[Excerpts from a dataset]
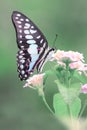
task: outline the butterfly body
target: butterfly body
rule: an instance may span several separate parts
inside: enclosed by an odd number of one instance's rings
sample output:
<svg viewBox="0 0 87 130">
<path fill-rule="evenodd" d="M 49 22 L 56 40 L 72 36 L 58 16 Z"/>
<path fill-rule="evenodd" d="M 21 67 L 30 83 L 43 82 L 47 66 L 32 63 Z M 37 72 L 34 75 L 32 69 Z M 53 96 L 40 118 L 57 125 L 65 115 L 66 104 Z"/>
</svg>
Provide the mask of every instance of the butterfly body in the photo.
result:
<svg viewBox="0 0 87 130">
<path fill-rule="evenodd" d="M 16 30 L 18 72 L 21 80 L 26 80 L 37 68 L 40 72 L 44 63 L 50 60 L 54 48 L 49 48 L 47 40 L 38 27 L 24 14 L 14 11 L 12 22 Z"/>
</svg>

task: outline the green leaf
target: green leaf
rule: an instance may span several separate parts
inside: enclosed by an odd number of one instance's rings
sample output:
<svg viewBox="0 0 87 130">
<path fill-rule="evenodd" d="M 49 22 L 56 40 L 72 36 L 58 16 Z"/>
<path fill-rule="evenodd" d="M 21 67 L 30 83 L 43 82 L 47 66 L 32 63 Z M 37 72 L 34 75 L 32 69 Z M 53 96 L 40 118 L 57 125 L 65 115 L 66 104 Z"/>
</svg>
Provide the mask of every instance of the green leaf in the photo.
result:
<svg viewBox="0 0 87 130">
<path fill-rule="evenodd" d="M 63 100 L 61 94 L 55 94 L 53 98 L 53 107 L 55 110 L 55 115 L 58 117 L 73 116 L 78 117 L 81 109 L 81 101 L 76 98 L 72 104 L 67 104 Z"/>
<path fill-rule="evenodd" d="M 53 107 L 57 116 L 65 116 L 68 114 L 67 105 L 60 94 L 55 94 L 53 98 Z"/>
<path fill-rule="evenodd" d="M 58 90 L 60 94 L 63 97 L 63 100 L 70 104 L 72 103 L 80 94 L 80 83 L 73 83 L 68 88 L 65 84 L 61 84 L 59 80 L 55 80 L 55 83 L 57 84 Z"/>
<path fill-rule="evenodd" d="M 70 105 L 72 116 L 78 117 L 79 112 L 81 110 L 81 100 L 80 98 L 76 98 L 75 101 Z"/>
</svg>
...
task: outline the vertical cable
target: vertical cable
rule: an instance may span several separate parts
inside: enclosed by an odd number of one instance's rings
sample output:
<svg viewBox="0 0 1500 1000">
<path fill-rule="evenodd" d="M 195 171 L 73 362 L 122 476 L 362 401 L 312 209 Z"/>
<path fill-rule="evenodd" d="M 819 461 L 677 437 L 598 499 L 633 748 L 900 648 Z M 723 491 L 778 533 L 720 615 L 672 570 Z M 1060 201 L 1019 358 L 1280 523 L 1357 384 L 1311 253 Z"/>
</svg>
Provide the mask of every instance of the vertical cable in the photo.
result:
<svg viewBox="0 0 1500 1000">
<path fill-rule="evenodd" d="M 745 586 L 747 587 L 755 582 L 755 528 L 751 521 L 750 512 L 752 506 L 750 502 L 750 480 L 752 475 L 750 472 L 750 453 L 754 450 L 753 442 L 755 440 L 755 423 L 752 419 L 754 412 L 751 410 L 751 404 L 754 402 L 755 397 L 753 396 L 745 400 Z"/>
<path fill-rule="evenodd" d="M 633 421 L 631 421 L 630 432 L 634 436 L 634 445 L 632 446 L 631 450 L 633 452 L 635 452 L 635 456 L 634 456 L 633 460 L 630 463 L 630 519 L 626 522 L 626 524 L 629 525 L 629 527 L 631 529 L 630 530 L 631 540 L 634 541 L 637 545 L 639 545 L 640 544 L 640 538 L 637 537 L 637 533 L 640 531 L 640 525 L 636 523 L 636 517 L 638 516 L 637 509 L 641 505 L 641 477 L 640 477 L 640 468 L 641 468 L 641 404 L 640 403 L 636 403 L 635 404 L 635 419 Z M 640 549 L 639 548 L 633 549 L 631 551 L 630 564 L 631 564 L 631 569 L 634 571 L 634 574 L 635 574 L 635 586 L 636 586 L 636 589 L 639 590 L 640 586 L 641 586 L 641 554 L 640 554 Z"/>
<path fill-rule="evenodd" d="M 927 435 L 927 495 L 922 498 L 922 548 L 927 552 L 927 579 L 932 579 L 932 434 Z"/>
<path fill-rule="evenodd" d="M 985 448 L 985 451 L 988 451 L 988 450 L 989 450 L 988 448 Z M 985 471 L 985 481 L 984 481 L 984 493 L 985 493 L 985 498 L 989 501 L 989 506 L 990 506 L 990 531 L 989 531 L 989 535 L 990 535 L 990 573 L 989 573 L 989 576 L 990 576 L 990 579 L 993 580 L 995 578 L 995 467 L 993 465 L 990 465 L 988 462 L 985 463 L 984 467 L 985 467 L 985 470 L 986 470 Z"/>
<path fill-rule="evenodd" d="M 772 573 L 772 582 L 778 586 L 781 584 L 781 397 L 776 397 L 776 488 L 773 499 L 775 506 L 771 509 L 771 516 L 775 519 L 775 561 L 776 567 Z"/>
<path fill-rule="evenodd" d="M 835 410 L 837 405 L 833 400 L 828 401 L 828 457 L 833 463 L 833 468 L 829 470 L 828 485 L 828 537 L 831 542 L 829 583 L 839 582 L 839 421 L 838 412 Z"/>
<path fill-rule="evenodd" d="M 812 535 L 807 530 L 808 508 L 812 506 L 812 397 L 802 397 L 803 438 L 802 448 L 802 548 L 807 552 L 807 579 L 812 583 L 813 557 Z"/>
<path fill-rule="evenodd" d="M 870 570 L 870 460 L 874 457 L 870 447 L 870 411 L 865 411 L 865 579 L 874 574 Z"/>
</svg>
...
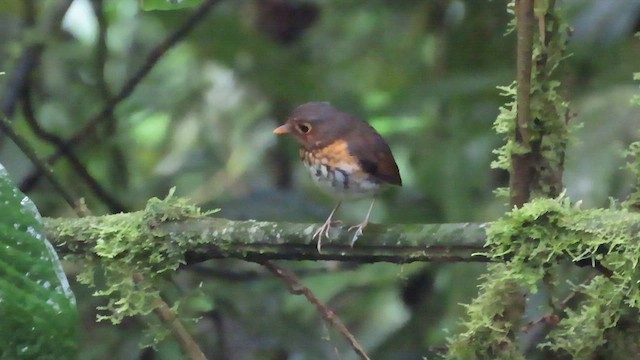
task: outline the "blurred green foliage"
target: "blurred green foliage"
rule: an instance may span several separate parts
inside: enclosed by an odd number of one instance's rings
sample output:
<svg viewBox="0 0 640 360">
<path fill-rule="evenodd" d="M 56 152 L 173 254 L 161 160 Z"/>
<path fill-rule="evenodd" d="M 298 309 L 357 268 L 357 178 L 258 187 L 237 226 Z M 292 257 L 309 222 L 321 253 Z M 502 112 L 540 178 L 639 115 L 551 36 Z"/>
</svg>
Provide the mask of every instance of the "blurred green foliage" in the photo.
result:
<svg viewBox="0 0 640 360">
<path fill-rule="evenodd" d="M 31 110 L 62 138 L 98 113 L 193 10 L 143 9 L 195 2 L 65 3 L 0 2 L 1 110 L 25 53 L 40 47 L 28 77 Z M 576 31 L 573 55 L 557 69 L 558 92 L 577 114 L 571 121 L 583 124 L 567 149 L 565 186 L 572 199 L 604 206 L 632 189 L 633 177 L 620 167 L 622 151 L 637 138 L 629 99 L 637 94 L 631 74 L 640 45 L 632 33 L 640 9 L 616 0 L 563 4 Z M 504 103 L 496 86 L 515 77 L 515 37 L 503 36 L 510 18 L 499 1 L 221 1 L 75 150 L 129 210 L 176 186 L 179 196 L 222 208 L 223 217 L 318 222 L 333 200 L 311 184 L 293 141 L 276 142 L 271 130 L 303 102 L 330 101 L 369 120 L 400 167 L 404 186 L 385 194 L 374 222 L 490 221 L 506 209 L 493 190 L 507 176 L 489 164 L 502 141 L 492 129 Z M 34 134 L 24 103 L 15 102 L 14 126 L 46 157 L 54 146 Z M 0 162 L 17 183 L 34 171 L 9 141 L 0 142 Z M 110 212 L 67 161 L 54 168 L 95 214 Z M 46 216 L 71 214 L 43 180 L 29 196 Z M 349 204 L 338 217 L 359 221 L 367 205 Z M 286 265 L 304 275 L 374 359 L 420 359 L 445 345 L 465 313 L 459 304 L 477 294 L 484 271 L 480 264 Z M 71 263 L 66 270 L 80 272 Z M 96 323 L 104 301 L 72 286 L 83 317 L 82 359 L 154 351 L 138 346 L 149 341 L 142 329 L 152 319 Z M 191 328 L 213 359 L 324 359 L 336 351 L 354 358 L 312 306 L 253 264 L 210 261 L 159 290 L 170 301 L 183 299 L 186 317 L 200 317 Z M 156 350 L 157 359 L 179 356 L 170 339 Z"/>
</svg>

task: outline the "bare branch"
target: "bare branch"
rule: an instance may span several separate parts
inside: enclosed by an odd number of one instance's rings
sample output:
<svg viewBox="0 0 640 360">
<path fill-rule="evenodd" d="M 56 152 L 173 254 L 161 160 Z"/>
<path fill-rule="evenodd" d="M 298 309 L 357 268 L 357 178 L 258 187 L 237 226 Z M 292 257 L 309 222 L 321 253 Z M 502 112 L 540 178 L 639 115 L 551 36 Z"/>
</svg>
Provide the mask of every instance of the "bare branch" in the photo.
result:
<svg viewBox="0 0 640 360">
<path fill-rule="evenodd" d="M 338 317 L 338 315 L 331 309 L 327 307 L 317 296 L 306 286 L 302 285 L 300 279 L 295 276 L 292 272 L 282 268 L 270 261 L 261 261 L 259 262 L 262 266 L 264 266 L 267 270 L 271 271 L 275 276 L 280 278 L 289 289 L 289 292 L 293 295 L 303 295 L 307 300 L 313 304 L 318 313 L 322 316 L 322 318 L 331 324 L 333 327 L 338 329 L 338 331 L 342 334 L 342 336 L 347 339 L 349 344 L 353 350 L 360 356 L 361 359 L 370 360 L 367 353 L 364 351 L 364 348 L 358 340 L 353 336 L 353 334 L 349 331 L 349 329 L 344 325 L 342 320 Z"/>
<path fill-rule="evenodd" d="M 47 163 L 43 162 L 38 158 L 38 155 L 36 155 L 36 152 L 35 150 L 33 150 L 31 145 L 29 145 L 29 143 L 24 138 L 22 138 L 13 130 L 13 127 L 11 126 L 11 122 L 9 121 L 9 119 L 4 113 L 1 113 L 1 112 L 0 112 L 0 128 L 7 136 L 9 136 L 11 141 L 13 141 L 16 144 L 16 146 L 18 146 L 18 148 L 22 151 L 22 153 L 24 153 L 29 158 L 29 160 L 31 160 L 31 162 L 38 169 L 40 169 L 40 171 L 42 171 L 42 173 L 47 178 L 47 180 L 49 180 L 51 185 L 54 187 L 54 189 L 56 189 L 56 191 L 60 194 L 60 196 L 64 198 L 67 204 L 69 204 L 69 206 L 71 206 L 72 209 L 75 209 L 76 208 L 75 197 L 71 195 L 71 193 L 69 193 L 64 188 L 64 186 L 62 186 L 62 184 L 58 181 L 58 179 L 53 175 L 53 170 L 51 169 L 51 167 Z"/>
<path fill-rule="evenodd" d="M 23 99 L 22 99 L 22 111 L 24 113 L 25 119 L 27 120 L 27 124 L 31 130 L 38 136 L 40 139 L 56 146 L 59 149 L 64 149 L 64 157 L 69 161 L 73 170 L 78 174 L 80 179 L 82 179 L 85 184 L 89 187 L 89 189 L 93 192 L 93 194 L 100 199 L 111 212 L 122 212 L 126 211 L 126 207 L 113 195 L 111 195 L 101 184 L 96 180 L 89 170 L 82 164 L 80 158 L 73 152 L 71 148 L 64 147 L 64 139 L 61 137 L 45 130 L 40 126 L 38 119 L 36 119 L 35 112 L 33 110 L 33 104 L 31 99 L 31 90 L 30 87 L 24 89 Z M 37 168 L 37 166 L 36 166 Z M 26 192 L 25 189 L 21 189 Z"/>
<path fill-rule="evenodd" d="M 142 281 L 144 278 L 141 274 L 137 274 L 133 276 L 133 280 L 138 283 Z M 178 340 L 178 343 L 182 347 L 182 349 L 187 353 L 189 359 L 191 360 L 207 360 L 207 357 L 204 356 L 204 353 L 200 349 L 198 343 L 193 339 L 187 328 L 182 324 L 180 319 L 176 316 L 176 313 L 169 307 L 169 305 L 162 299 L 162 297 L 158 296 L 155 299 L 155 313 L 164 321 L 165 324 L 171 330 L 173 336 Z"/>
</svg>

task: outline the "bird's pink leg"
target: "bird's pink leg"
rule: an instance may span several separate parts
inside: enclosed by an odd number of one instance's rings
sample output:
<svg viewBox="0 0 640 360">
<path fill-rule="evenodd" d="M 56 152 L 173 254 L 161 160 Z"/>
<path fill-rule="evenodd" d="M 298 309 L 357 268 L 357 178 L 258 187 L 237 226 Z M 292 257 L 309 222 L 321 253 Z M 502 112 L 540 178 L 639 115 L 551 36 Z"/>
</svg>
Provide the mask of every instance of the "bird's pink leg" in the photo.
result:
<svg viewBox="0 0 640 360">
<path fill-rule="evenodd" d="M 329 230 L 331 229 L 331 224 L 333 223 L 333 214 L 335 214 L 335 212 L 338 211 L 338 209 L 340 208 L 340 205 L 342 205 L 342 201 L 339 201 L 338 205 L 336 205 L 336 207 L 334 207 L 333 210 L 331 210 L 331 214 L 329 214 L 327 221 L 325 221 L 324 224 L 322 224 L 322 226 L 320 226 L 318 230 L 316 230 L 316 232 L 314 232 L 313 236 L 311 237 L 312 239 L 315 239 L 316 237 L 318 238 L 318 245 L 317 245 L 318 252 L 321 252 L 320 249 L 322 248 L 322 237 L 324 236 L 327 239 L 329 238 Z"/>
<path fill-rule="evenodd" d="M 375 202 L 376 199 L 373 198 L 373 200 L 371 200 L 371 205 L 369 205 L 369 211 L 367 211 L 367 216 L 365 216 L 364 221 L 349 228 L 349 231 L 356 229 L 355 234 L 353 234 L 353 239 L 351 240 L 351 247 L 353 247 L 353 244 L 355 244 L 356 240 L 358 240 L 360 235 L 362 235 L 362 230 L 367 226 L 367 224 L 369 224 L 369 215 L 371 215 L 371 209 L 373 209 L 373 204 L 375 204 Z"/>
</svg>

**Directions:**
The lines holding the word "green" are the answer. Find them in the entries and copy them.

**Your solution:**
task: outline the green leaf
target: green leaf
Provide the mask of every instance of the green leaf in the photo.
task: outline the "blurred green foliage"
target: "blurred green foliage"
Provide the mask of every instance of the "blurred green foliage" in the photo.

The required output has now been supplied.